RicherMans / Dasheng

Source for the Interspeech 2024 Paper "Scaling up masked audio encoder learning for general audio classification"
Apache License 2.0
44 stars 3 forks source link

About downstream task on audioset classification or clap #7

Closed haidog-yaqub closed 3 months ago

haidog-yaqub commented 3 months ago

Thank you for the amazing work!

Have you explored to fine-tune this model on downstream tasks such as audioset or clap? It is excited to finally see a 1d audio foundation model which will be way friendly for down-stream sequential tasks such as sound event detection, speech phoneme recognition! Would this method still be robust as 2d methods on audioset?

RicherMans commented 3 months ago

Hey there @haidog-yaqub , thanks for your interest!

Have you explored to fine-tune this model on downstream tasks such as audioset or clap?

** SUPPLIED DATA **
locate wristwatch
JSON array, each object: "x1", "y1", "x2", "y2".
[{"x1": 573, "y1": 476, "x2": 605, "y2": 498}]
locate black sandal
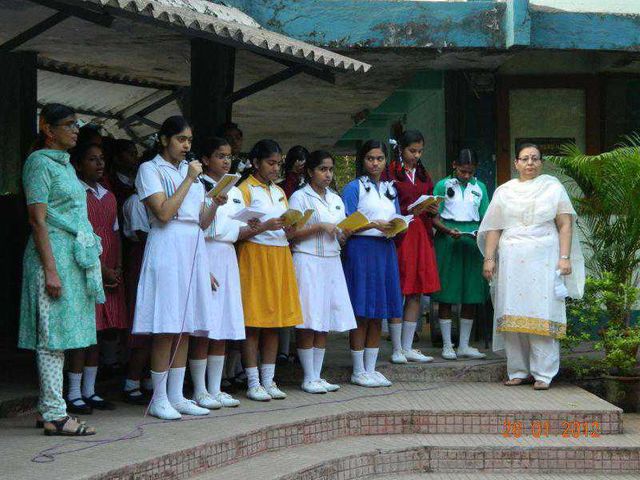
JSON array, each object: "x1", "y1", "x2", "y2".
[
  {"x1": 82, "y1": 393, "x2": 116, "y2": 410},
  {"x1": 67, "y1": 398, "x2": 93, "y2": 415},
  {"x1": 122, "y1": 388, "x2": 149, "y2": 405},
  {"x1": 44, "y1": 417, "x2": 96, "y2": 437}
]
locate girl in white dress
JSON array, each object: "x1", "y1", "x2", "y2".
[
  {"x1": 189, "y1": 137, "x2": 260, "y2": 409},
  {"x1": 133, "y1": 116, "x2": 225, "y2": 420},
  {"x1": 478, "y1": 144, "x2": 585, "y2": 390},
  {"x1": 289, "y1": 150, "x2": 356, "y2": 393}
]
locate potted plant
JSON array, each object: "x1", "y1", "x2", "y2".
[{"x1": 550, "y1": 139, "x2": 640, "y2": 411}]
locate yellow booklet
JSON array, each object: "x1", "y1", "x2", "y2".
[
  {"x1": 207, "y1": 173, "x2": 240, "y2": 198},
  {"x1": 384, "y1": 215, "x2": 413, "y2": 238},
  {"x1": 407, "y1": 195, "x2": 444, "y2": 215},
  {"x1": 337, "y1": 212, "x2": 371, "y2": 232},
  {"x1": 280, "y1": 208, "x2": 313, "y2": 228}
]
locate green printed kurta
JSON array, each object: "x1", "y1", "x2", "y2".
[{"x1": 18, "y1": 150, "x2": 96, "y2": 350}]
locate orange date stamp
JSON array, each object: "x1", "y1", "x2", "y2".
[{"x1": 500, "y1": 420, "x2": 601, "y2": 438}]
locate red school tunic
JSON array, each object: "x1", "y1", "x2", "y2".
[
  {"x1": 385, "y1": 162, "x2": 440, "y2": 295},
  {"x1": 277, "y1": 172, "x2": 302, "y2": 199},
  {"x1": 83, "y1": 182, "x2": 128, "y2": 331}
]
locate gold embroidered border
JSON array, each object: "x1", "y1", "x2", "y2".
[{"x1": 496, "y1": 315, "x2": 567, "y2": 338}]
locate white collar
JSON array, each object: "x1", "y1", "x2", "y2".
[
  {"x1": 302, "y1": 184, "x2": 331, "y2": 203},
  {"x1": 116, "y1": 172, "x2": 135, "y2": 187},
  {"x1": 80, "y1": 180, "x2": 109, "y2": 200},
  {"x1": 202, "y1": 173, "x2": 218, "y2": 187},
  {"x1": 151, "y1": 154, "x2": 187, "y2": 170}
]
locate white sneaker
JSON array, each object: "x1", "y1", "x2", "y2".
[
  {"x1": 193, "y1": 392, "x2": 222, "y2": 410},
  {"x1": 172, "y1": 398, "x2": 209, "y2": 416},
  {"x1": 319, "y1": 378, "x2": 340, "y2": 392},
  {"x1": 149, "y1": 399, "x2": 182, "y2": 420},
  {"x1": 370, "y1": 372, "x2": 393, "y2": 387},
  {"x1": 458, "y1": 347, "x2": 486, "y2": 358},
  {"x1": 402, "y1": 349, "x2": 433, "y2": 363},
  {"x1": 213, "y1": 392, "x2": 240, "y2": 408},
  {"x1": 391, "y1": 352, "x2": 409, "y2": 364},
  {"x1": 351, "y1": 372, "x2": 380, "y2": 388},
  {"x1": 264, "y1": 382, "x2": 287, "y2": 400},
  {"x1": 247, "y1": 385, "x2": 271, "y2": 402},
  {"x1": 302, "y1": 380, "x2": 327, "y2": 393},
  {"x1": 442, "y1": 345, "x2": 458, "y2": 360}
]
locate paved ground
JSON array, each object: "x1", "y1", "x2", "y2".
[
  {"x1": 374, "y1": 473, "x2": 638, "y2": 480},
  {"x1": 0, "y1": 383, "x2": 628, "y2": 480}
]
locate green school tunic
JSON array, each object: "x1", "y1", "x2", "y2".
[{"x1": 432, "y1": 176, "x2": 489, "y2": 304}]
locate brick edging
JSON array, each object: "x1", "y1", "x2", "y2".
[
  {"x1": 277, "y1": 446, "x2": 640, "y2": 480},
  {"x1": 90, "y1": 410, "x2": 622, "y2": 480}
]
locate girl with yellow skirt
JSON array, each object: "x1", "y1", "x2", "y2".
[{"x1": 238, "y1": 140, "x2": 302, "y2": 402}]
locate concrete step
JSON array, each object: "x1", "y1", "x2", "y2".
[
  {"x1": 373, "y1": 472, "x2": 638, "y2": 480},
  {"x1": 195, "y1": 426, "x2": 640, "y2": 480},
  {"x1": 0, "y1": 382, "x2": 624, "y2": 480}
]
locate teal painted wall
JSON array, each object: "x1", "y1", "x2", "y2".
[{"x1": 336, "y1": 71, "x2": 447, "y2": 180}]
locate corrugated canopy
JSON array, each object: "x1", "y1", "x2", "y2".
[{"x1": 70, "y1": 0, "x2": 370, "y2": 72}]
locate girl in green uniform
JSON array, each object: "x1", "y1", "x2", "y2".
[{"x1": 432, "y1": 149, "x2": 489, "y2": 360}]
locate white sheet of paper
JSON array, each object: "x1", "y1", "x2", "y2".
[{"x1": 231, "y1": 207, "x2": 266, "y2": 223}]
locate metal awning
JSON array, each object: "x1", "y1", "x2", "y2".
[{"x1": 63, "y1": 0, "x2": 371, "y2": 72}]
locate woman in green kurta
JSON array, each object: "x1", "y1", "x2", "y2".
[
  {"x1": 432, "y1": 149, "x2": 489, "y2": 360},
  {"x1": 18, "y1": 104, "x2": 104, "y2": 435}
]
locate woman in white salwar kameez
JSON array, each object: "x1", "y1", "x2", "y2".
[{"x1": 478, "y1": 144, "x2": 585, "y2": 390}]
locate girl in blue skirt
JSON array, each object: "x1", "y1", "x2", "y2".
[{"x1": 342, "y1": 140, "x2": 402, "y2": 387}]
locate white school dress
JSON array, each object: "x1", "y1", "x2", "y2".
[
  {"x1": 203, "y1": 175, "x2": 246, "y2": 340},
  {"x1": 289, "y1": 185, "x2": 356, "y2": 332},
  {"x1": 133, "y1": 155, "x2": 214, "y2": 336},
  {"x1": 122, "y1": 193, "x2": 151, "y2": 242}
]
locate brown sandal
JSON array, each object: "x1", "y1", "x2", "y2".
[
  {"x1": 533, "y1": 380, "x2": 550, "y2": 390},
  {"x1": 504, "y1": 377, "x2": 533, "y2": 387},
  {"x1": 44, "y1": 417, "x2": 96, "y2": 437}
]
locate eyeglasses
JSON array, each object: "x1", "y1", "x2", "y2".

** DIRECTIVES **
[1] In the Dasheng issue thread, what license is the repository released under?
[2] Extend the Dasheng issue thread past its last line with the rest of the maintainer's reply.

** ANSWERS IN ORDER **
[1] Apache License 2.0.

[2]
Surely I did fine-tune it on Audioset, using CED. Performance is alright, reaching mAP of 49.7 for the base model. I made the checkpoint available if you would like to use it:

from typing import Any, Mapping
import dasheng
import torch

class DashengAudiosetClassifier(torch.nn.Module):

    def __init__(self) -> None:
        super().__init__()
        self.dashengmodel = dasheng.dasheng_base()
        self.classifier = torch.nn.Sequential(torch.nn.LayerNorm(self.dashengmodel.embed_dim), torch.nn.Linear(self.dashengmodel.embed_dim, 527))

    def load_state_dict(self, state_dict: Mapping[str, Any], strict: bool = True, assign: bool = False):
        self.dashengmodel.load_state_dict(state_dict, strict=False)
        for_classifier_dict = {}
        for k,v in state_dict.items():
            if 'outputlayer' in k:
                for_classifier_dict[k.replace('outputlayer.','')]  = v
        self.classifier.load_state_dict(for_classifier_dict)
        return self

    def forward(self, x):
        x = self.dashengmodel(x).mean(1)
        return self.classifier(x).sigmoid()

mdl = DashengAudiosetClassifier()
check = torch.hub.load_state_dict_from_url('https://zenodo.org/records/13315686/files/dasheng_audioset_mAP497.pt?download=1',map_location='cpu')
mdl.load_state_dict(check)

mdl(torch.randn(1, 16000))

I also added the above codescript to the README for future use.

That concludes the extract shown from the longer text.